_Prompt_
Return the number of lines below with "trunk" in them, and nothing else.
***** Input for this task
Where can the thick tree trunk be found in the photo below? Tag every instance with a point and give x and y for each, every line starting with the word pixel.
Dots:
**********
***** Input for this task
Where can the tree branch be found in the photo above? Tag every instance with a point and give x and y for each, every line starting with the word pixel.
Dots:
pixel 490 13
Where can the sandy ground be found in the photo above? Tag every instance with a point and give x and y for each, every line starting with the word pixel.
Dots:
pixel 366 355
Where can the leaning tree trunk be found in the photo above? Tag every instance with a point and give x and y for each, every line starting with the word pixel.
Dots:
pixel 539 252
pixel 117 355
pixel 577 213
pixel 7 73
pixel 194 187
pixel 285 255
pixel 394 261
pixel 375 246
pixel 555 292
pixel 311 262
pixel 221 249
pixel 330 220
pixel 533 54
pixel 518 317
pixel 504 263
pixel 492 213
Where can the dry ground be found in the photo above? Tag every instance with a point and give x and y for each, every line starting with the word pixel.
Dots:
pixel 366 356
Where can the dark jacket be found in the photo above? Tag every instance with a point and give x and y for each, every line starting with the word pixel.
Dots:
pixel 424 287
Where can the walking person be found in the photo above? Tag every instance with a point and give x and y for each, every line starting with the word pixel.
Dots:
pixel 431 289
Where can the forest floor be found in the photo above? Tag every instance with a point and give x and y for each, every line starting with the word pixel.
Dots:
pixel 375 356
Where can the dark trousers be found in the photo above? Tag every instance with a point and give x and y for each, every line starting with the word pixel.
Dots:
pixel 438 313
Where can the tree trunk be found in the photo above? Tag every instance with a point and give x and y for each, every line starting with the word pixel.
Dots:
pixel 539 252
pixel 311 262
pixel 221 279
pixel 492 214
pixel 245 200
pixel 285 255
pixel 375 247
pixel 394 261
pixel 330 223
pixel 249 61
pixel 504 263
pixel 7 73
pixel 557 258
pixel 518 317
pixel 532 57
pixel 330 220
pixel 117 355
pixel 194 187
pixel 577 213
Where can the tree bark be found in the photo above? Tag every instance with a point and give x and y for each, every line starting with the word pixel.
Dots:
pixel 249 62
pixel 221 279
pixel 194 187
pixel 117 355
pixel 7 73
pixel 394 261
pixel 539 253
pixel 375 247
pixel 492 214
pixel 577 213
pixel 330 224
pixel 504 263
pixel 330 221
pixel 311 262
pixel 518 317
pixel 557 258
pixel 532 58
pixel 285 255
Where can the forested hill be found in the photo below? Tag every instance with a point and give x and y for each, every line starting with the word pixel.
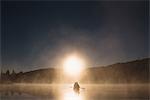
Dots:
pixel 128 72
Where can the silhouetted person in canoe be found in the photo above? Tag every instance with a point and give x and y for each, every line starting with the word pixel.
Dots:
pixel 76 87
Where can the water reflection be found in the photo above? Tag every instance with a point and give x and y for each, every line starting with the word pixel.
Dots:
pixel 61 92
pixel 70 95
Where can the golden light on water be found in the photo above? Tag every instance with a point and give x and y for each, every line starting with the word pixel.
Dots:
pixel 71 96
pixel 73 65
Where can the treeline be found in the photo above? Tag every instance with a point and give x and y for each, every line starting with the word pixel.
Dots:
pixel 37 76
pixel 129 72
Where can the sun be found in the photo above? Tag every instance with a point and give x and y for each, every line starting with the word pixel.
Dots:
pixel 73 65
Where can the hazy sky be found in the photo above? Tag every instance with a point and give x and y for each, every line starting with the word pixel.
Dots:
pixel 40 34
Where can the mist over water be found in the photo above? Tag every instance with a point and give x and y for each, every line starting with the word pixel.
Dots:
**********
_Answer for the task_
3